§ **Travail demandé**:
Prolongez le texte sur la manifestation contre l'avant-poste de Homesh à partir de sa dernière phrase.

§ **Extrait du texte**:
++++++++++

Deux États pour mettre fin au colonialisme ?
Lorsque vous allez démolir des structures à Homesh ou dans les avant-postes de Nachala, vous essayez d’agir comme si vous étiez un bras de l’administration civile israélienne. En un sens, vous cherchez à « faire respecter la loi ». Mais en Cisjordanie, il n’y a pas de loi – toutes les colonies sont illégales.
Dire « évacuons l’avant-poste » ne signifie pas que la colonie voisine est acceptable. Je n’ai pas été surpris lorsque nous sommes restés coincés dans un parking à Rosh Ha’Ayin et qu’ils ne nous ont pas permis d’aller à Homesh. Ce sont des questions qui ont été soulevées lors des manifestations de la place Balfour : la police vous protège-t-elle ? L’État de droit est-il de votre côté ? Une très grande partie de l’opinion publique le croit, et il y a des gens qui croyaient vraiment que nous atteindrions Homesh. Quand je suis parti ce matin-là, je me suis demandé où ils allaient nous arrêter ; je n’aurais jamais pensé que l’armée dirait : « Vous êtes un citoyen d’Israël, c’est votre droit démocratique de manifester contre un avant-poste. Venez et nous vous escorterons ».
Pour ceux qui connaissent l’occupation, il est clair que l’armée tenterait de disperser le rassemblement ou de le déclarer zone militaire fermée. Pour ceux qui croient qu’Israël est un pays démocratique, ce fut un énorme choc que [l’armée] arrête le bus, déclare une zone militaire fermée, et [utilise] une violence démeusurée – uniquement parce que nous voulions protester. Cela fait partie du processus que nous traversons en tant que mouvement. Notre travail consiste à toucher un public qui n’aurait pas nécessairement envie de rejoindre d’autres organisations considérées comme plus radicales.
Et pourtant, ces actions font vraiment partie du système.

++++++++++

§ **Données répertoriées**:

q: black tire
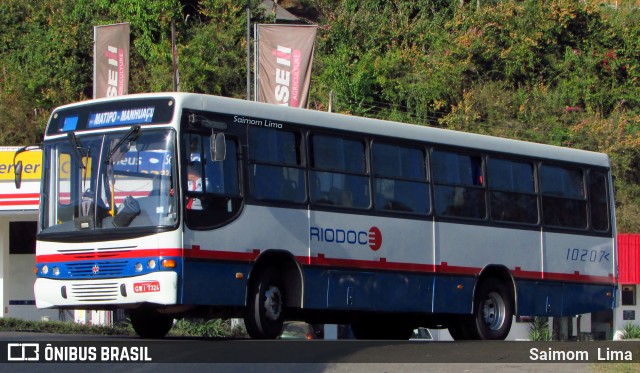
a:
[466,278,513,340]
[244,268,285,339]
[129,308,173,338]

++++++++++

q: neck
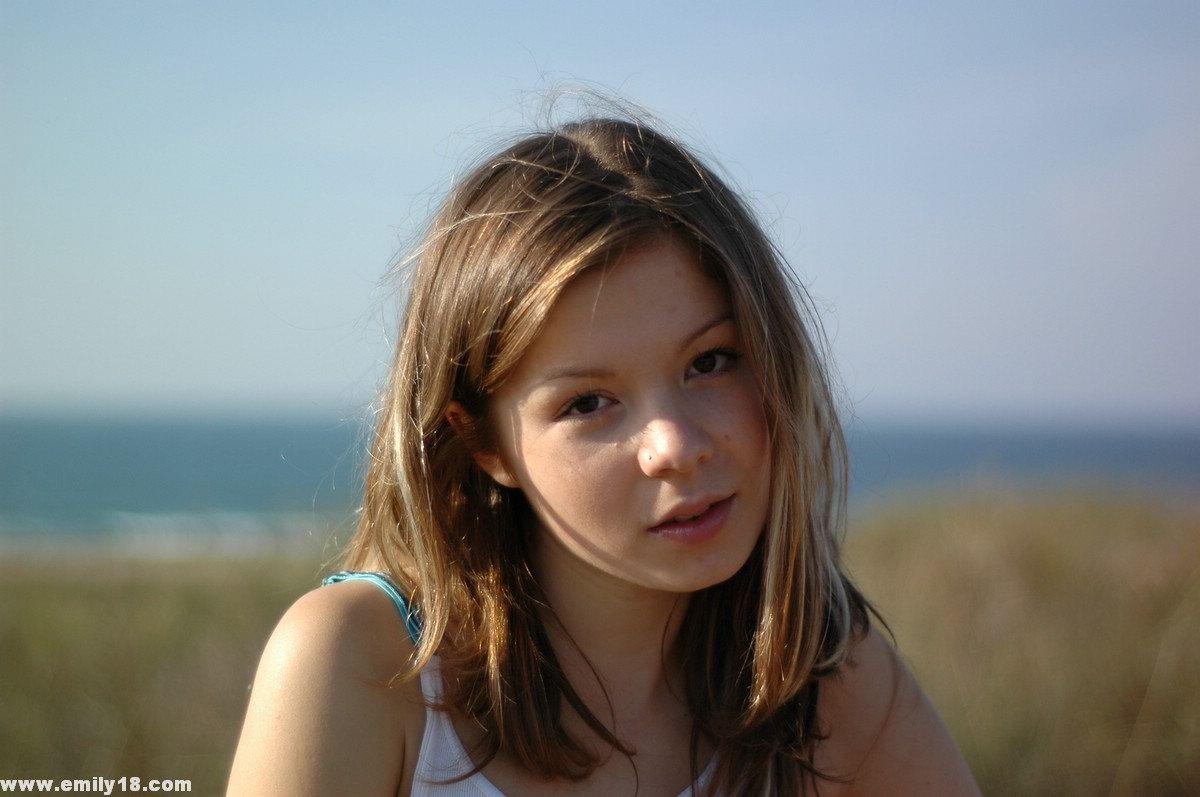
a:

++++++++++

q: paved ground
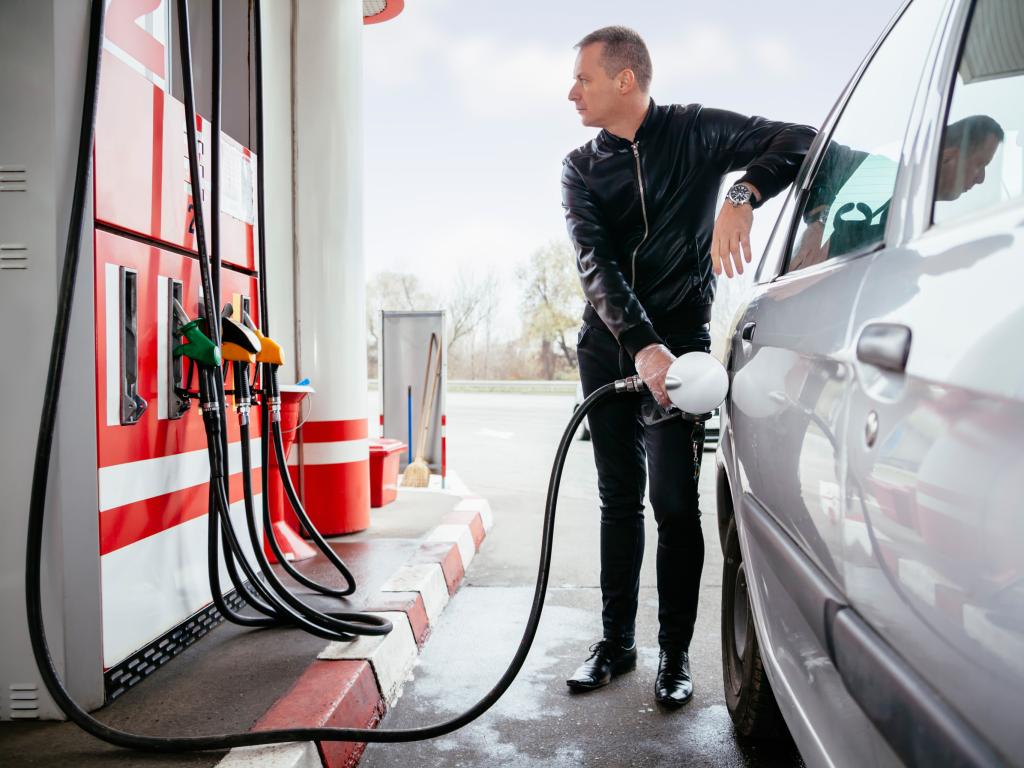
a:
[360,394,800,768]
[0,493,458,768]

++++++++++

§ **Réponse attendue**:
Indirectement, il y a quelque chose de systémique dans cette action. Je crois toujours que cet État peut être juif et démocratique. Une partie du public israélien sioniste, qui se veut plus centriste que nous ne se préoccupe pas de l’occupation et de l’oppression du peuple palestinien, mais s’intéresse à l’avenir de la démocratie israélienne. C’est à nous de présenter la nécessité de préserver la solution des deux États, de préserver la lutte pour un État juif et démocratique. C’est un endroit très systémique [où se trouver], mais les tactiques ne sont pas systémiques.
L’accent mis sur les avant-postes ne légitime-t-il pas le reste des colonies ?
L’accent mis sur les avant-postes est une stratégie destinée à exposer le système dans son ensemble. Les avant-postes illégaux – parce qu’ils présentent un taux très élevé de violence de la part des colons et parce qu’ils expriment de manière tangible l’extrémisme de l’occupation – peuvent être utilisés comme point de départ du processus. Si j’organisais une manifestation dans la zone E1 [la zone entre Jérusalem et Ma’aleh Adumim, qui a été l’un des principaux centres d’intérêt de la communauté internationale], quatre personnes peut-être viendraient. Un millier de personnes viennent à une manifestation à Tel Aviv, et c’est considéré comme une réussite. Mais pour élargir le camp, je dois trouver un point d’entrée, et [les avant-postes] sont l’un de ces points.
Seuls des Israéliens ont participé à ces dernières actions, contrairement aux manifestations contre le mur de séparation où des Israéliens se sont joints aux protestations palestiniennes.
Nous nous coordonnons, par exemple, avec le conseil du village de Burqa concernant l’action à Homesh. Nous avons des liens avec les communautés palestiniennes, et elles disent : « Enfin, les Israéliens font quelque chose ». Je comprends qu’il y a des partenaires qui auront plus de mal avec nous, c’est pourquoi il est bon qu’il y ait d’autres organisations. C’est une bonne chose.
Considérez-vous comme un succès le fait que Nachala n’ait pas réussi à établir un seul avant-poste ? Ils ont affirmé qu’ils n’avaient jamais voulu établir un avant-poste avec des caravanes.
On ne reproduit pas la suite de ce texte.